__TEXT UNDER STUDY__
------------------------------
HTA programme response to the challenges of dealing with orphan medicinal products: process evaluation in selected European countries
April 2017 Elena Nicod, Lieven Annemans, Anna Bucsics, Anne Lee, Sheela Upadhyaya, Karen Facey
Following the Advance-HTA project, various new initiatives have been developed to specifically address commonly encountered issues relating to health technology assessment (HTA) of orphan medicinal products (OMPs). Reviewing these initiatives across England, Scotland and at the European-level, this study aims to understand why they were established and whether they resolved the challenges around OMPs. A literature review was conducted and the new HTA programmes were critiqued against a conceptual framework of clinical, regulatory, and economic challenges for OMPs. The new initiatives acknowledge the need for different approaches for assessing the value of OMPs and employ similar criteria across countries. However, questions still remain about whether they sufficiently capture value and manage uncertainty in clinical practice.
Scientific and Social Value Judgments for Orphan Drugs in Health Technology Assessment
September 2016 Elena Nicod, Panos Kanavos
Orphan medicinal products (OMPs) are often characterised by uncertain evidence and high incremental cost effectiveness ratios (ICERs). In such cases, health technology assessment (HTA) bodies may factor in “other considerations” beyond more routine measures when judging their relative value. Looking across different publicly available HTA reports, this study sought to better understand the dimensions of value used across countries by systemically identifying the scientific and social value judgements made in England, Scotland, Sweden, and France. The analysis focused on ten orphan drugs, and identified and classified these “other considerations”. Better defining and grouping these value considerations and determinants can help improve HTA transparency, accountability, and consistency across OMP decisions.
What Is Wrong with Orphan Drug Policies? Suggestions for Ways Forward
Panos Kanavos, Elena Nicod
This article reviews the key criticisms surrounding orphan medicinal product (OMP) policies and compares their weaknesses against the positive outcomes that they have had on encouraging R&D investment. It argues that while there are areas of the current policy framework which would benefit from improvement or refinement, this does not mean it should be replaced or dismissed altogether. Instead, the authors recommend changes around certain aspects, such as addressing data collection issues, more clearly defining the thresholds for excessive OMP profits, and updating assessment strategies to better accommodate OMPs and allow for more realistic, affordable payer pricing to become the norm.
------------------------------
__MATERIAL SUPPLIED__

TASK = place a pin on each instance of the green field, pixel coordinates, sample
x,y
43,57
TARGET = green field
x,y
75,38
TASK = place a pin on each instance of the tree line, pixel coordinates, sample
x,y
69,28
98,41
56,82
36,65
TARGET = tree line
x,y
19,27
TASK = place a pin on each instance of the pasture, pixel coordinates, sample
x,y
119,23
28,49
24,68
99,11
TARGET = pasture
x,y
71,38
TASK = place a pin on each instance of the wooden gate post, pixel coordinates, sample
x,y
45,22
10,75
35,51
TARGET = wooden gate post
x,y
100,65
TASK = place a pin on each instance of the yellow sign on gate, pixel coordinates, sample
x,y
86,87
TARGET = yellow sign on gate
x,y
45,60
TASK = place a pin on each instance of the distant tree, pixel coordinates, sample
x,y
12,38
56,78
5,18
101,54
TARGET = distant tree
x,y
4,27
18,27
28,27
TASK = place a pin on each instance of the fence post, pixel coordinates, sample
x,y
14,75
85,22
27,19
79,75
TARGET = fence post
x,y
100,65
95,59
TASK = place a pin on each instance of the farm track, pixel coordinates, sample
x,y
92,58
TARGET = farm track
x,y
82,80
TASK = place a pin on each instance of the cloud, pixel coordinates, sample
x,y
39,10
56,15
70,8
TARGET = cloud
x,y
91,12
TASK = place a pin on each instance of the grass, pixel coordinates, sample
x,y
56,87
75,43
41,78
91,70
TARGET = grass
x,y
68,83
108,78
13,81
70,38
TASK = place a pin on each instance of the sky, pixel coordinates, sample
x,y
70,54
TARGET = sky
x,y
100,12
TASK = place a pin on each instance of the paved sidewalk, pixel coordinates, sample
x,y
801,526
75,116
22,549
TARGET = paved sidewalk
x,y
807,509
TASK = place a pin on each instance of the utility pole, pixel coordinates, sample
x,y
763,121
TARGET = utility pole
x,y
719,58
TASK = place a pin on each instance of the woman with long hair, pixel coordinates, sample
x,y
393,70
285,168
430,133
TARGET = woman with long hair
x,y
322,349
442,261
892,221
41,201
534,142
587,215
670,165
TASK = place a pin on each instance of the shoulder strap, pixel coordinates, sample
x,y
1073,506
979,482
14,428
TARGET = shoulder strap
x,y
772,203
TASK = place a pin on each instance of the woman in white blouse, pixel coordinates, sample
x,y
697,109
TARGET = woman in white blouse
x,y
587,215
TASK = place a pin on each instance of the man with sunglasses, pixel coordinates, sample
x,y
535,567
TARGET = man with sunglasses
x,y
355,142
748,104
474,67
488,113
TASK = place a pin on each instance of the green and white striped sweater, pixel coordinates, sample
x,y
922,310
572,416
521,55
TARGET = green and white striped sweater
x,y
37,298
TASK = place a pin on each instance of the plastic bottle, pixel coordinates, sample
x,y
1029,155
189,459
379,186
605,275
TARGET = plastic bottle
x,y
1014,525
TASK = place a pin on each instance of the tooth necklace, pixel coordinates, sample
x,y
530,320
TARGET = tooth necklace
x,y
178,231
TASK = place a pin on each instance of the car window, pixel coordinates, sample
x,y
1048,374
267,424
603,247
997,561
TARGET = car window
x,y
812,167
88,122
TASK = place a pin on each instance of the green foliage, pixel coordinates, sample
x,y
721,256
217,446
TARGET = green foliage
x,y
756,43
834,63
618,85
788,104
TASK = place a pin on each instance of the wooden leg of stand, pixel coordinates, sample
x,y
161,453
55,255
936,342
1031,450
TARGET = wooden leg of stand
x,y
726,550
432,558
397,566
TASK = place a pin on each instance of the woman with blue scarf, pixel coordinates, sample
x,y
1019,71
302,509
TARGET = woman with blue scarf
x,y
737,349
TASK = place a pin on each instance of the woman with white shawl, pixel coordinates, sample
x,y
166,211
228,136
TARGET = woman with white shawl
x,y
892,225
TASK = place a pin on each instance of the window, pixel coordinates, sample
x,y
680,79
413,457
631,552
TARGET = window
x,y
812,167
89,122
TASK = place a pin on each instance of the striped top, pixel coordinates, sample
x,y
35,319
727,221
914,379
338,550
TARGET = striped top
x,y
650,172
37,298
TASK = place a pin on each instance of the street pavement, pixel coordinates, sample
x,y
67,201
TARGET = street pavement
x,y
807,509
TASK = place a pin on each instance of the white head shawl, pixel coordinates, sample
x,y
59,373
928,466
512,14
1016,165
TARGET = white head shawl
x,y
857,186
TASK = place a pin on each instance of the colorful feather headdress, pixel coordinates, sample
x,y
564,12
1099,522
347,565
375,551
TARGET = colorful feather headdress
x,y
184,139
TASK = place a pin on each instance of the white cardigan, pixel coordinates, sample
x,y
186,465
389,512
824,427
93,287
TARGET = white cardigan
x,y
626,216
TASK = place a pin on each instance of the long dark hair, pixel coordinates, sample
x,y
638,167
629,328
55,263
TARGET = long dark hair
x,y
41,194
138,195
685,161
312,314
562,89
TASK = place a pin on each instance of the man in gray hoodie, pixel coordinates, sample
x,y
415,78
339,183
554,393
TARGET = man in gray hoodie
------------------------------
__EXERCISE GOAL__
Answer from the orphan drug summaries above:
(a) Across which places were the new HTA initiatives reviewed in the April 2017 study?
(b) How many orphan drugs did the analysis of scientific and social value judgments focus on?
(c) Does the article on orphan drug policies say the current policy framework should be replaced?

__FINISHED EXERCISE__
(a) England, Scotland and the European level.
(b) Ten.
(c) No. It says the framework should not be replaced or dismissed altogether, and it recommends changes to certain aspects instead.